◆ WHAT YOU NEED TO DO
For every line in the records that has the word "white", make a copy.

--- DATA TO PROCESS Enclosed Below ---

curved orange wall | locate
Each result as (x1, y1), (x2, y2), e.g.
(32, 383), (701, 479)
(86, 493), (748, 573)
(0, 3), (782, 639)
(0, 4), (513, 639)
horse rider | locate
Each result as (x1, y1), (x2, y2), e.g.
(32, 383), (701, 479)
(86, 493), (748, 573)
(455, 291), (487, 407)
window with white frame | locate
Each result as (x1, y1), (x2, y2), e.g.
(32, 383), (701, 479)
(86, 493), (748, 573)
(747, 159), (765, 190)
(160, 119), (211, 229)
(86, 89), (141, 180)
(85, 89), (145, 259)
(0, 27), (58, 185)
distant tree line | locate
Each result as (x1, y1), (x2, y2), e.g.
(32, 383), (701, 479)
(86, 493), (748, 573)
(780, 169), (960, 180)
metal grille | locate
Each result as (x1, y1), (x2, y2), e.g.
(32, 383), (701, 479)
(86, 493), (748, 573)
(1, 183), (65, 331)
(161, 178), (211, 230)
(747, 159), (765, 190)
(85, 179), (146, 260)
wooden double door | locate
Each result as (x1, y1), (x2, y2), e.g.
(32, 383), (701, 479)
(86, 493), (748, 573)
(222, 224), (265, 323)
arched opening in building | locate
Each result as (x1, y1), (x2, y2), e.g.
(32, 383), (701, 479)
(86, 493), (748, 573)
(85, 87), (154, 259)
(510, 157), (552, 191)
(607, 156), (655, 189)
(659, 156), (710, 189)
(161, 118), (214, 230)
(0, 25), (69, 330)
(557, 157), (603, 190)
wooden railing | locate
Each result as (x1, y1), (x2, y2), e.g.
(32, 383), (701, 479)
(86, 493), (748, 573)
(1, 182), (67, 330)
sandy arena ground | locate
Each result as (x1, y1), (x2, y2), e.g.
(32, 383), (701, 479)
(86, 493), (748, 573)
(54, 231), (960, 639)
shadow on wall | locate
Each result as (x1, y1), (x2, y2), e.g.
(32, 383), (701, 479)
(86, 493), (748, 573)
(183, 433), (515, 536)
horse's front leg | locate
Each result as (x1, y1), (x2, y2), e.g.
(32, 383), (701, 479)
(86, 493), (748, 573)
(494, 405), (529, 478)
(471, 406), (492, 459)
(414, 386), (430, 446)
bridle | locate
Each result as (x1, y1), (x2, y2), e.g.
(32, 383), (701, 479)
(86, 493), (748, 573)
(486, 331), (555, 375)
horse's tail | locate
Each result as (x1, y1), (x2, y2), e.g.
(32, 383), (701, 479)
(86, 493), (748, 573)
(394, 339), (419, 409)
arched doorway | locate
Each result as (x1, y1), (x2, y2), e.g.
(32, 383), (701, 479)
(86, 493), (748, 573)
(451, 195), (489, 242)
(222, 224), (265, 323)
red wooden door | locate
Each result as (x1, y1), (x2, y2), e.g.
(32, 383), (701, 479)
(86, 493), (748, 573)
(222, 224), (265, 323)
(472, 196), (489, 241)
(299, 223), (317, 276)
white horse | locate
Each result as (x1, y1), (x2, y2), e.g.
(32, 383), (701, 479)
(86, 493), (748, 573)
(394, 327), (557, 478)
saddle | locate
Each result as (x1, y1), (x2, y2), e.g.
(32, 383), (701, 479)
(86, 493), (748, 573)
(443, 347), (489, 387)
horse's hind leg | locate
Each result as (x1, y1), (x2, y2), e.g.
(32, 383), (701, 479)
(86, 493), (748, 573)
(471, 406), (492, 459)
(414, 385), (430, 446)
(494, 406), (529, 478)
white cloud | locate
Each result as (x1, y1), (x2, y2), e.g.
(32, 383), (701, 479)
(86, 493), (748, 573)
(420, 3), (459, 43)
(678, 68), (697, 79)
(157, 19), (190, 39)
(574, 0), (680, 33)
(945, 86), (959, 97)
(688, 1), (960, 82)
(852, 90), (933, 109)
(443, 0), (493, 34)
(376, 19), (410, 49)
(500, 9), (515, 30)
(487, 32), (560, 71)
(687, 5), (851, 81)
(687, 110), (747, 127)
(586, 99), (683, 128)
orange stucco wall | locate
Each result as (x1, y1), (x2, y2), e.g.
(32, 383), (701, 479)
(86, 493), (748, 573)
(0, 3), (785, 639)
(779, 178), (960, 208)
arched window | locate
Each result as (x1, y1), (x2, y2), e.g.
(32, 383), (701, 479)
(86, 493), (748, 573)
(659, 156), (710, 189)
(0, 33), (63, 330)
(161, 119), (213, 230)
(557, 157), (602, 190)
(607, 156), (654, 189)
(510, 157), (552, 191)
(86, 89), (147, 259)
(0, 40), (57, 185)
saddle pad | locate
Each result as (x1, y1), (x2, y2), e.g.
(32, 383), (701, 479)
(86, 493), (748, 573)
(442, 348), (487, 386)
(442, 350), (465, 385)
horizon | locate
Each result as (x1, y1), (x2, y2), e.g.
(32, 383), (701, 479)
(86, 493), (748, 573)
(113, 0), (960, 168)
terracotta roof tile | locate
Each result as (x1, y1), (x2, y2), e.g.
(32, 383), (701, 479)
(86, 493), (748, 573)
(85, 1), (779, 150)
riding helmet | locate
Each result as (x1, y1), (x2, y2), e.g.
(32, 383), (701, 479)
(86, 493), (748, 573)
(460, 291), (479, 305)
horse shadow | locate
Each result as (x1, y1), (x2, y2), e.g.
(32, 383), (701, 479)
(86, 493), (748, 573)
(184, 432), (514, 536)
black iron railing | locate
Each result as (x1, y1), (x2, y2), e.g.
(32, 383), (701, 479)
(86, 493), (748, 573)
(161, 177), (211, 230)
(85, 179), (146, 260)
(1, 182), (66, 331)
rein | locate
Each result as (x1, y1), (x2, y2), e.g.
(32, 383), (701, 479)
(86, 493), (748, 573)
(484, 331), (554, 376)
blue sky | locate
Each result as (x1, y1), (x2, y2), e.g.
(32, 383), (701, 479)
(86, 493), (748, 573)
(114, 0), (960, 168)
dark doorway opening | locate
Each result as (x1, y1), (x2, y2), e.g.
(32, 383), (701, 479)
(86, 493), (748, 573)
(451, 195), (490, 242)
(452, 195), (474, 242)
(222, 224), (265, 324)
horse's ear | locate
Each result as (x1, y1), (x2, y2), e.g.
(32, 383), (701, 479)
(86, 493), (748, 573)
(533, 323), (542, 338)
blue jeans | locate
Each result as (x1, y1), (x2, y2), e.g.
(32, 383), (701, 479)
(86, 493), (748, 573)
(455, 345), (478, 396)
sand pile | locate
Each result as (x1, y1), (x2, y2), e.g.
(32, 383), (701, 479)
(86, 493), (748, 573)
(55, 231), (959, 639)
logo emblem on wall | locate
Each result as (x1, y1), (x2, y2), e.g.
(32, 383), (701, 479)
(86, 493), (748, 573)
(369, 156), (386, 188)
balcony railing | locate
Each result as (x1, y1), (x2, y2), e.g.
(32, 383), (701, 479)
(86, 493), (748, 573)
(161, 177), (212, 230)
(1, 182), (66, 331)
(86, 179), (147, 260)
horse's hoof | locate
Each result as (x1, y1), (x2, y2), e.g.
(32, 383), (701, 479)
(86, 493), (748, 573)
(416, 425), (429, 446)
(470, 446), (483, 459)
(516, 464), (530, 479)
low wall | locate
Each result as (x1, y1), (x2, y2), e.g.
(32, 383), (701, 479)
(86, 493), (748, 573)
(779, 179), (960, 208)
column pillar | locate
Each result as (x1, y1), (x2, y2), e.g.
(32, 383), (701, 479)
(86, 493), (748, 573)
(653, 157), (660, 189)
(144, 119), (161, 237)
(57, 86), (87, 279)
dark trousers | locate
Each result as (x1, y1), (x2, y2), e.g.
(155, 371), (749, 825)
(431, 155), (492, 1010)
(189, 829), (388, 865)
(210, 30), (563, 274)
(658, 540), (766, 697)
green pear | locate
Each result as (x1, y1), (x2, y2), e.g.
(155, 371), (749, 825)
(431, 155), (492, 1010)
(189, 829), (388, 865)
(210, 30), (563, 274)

--- End of Enclosed DATA TO PROCESS ---

◆ EXPECTED OUTPUT
window with white frame | locate
white horse | locate
white cloud | locate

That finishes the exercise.